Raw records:
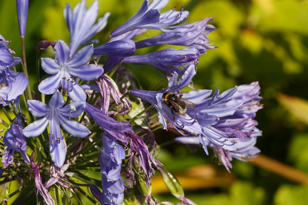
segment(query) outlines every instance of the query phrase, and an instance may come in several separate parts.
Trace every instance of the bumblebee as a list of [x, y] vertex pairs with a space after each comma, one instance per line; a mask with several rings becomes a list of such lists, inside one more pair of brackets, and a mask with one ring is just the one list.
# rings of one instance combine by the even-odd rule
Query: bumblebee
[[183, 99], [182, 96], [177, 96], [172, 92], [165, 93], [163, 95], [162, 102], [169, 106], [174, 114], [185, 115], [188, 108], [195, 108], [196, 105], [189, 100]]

* * *

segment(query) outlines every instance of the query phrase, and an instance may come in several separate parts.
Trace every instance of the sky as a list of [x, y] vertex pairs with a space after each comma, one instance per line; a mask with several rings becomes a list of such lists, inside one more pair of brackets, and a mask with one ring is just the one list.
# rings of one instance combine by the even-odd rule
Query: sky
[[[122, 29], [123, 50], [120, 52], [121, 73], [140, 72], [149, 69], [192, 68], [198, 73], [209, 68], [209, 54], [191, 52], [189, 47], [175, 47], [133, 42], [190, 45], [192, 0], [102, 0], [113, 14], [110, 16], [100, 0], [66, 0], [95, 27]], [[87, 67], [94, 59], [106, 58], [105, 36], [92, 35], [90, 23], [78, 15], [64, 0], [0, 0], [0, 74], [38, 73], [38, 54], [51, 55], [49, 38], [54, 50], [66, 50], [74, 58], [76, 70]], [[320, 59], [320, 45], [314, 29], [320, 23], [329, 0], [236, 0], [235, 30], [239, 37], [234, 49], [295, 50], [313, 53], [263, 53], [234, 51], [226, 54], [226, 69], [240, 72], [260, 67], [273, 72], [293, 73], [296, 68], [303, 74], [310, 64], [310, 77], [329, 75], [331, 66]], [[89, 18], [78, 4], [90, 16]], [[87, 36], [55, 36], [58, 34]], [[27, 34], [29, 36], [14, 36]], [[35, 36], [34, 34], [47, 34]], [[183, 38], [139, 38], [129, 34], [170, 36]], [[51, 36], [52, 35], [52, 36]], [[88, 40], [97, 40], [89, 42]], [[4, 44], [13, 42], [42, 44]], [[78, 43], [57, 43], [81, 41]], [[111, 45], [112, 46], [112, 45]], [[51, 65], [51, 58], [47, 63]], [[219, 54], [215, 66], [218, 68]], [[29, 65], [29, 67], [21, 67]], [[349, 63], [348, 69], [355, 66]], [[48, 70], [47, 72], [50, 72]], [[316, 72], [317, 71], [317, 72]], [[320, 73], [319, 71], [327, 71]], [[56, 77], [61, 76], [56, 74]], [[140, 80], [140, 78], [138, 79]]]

---

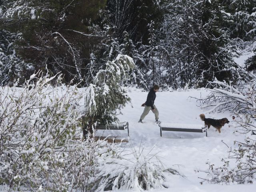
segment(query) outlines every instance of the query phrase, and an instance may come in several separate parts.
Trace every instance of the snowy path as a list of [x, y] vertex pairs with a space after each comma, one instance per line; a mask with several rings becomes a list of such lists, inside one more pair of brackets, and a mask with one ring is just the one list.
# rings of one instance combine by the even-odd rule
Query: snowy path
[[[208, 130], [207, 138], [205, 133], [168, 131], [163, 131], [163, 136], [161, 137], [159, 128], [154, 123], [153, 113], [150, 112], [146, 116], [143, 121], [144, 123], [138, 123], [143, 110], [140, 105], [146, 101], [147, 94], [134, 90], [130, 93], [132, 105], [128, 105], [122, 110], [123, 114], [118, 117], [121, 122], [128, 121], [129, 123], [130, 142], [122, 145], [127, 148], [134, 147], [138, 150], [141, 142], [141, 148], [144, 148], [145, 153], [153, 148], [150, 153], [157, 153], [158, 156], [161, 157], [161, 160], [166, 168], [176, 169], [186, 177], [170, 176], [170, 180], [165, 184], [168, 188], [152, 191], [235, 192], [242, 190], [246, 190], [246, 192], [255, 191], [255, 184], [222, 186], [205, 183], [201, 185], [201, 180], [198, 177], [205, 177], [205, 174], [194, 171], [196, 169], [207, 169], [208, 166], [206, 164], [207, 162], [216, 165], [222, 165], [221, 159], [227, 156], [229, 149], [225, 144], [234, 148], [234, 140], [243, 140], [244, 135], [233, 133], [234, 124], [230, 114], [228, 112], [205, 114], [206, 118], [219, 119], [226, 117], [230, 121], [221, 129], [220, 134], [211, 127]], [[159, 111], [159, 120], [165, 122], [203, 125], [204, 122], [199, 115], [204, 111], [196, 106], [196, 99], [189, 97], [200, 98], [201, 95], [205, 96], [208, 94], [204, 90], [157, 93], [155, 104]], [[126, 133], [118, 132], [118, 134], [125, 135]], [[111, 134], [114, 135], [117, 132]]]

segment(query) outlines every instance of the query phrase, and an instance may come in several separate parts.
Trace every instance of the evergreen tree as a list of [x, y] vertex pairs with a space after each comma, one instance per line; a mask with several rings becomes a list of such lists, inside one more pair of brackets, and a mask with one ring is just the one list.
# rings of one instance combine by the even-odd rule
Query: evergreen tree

> **DIRECTIONS**
Find every line in the records above that contains the string "tree", and copy each of those lines in full. Matching is case-sensitive.

> **RESULT OF THIS EXERCISE**
Trace every instance of the evergreen tree as a list of [x, y] vertex pairs with a space after each comma, one instance per line; a mask with several rings becomes a list of such lists, inside one more pair of brackets, and a mask with one ring is just the one list.
Query: evergreen tree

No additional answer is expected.